____ Records
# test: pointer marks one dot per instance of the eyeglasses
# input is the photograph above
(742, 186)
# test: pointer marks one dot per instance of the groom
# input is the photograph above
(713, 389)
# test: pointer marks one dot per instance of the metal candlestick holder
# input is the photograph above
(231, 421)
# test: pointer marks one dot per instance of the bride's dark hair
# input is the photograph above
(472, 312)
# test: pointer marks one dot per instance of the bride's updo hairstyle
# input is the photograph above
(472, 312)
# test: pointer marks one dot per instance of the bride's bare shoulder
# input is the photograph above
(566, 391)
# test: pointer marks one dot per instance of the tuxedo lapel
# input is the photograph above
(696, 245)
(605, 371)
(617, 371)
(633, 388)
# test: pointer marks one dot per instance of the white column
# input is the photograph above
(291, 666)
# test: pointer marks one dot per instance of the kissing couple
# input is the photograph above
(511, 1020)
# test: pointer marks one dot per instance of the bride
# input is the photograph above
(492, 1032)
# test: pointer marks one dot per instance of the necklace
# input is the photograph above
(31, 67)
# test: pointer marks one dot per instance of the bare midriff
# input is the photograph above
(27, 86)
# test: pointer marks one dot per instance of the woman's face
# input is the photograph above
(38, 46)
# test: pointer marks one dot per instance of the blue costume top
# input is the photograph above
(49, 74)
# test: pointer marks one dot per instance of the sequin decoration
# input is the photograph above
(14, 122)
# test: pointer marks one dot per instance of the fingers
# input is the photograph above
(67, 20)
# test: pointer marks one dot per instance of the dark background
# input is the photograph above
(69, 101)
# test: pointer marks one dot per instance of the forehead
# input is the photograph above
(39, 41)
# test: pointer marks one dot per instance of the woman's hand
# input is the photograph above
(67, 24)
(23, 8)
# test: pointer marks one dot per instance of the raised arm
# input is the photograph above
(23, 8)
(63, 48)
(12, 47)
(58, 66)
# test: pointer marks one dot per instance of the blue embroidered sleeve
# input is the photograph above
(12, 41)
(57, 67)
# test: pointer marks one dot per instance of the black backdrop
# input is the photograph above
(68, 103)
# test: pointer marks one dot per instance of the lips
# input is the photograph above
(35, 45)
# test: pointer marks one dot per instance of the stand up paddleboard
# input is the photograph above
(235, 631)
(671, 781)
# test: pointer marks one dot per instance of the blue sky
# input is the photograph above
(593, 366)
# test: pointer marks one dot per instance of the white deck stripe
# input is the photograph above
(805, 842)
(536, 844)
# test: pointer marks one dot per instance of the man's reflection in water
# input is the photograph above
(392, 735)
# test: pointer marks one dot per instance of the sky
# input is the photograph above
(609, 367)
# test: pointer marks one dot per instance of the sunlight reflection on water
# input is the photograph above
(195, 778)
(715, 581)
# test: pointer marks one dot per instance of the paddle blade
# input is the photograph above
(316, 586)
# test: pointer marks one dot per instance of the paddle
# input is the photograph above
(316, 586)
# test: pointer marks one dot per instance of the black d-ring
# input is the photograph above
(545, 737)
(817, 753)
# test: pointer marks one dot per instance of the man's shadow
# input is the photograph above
________
→ Given task
Copy out every line from the one containing "the black d-ring" down to the end of the records, shifting each point coordinate in the answers by adding -69 to it.

→ Result for this exercise
# test: pointer marks one dot per instance of the black d-ring
# input is the photograph above
(476, 668)
(748, 684)
# test: pointer marks one dot per instance of the man's shadow
# input is the photograph above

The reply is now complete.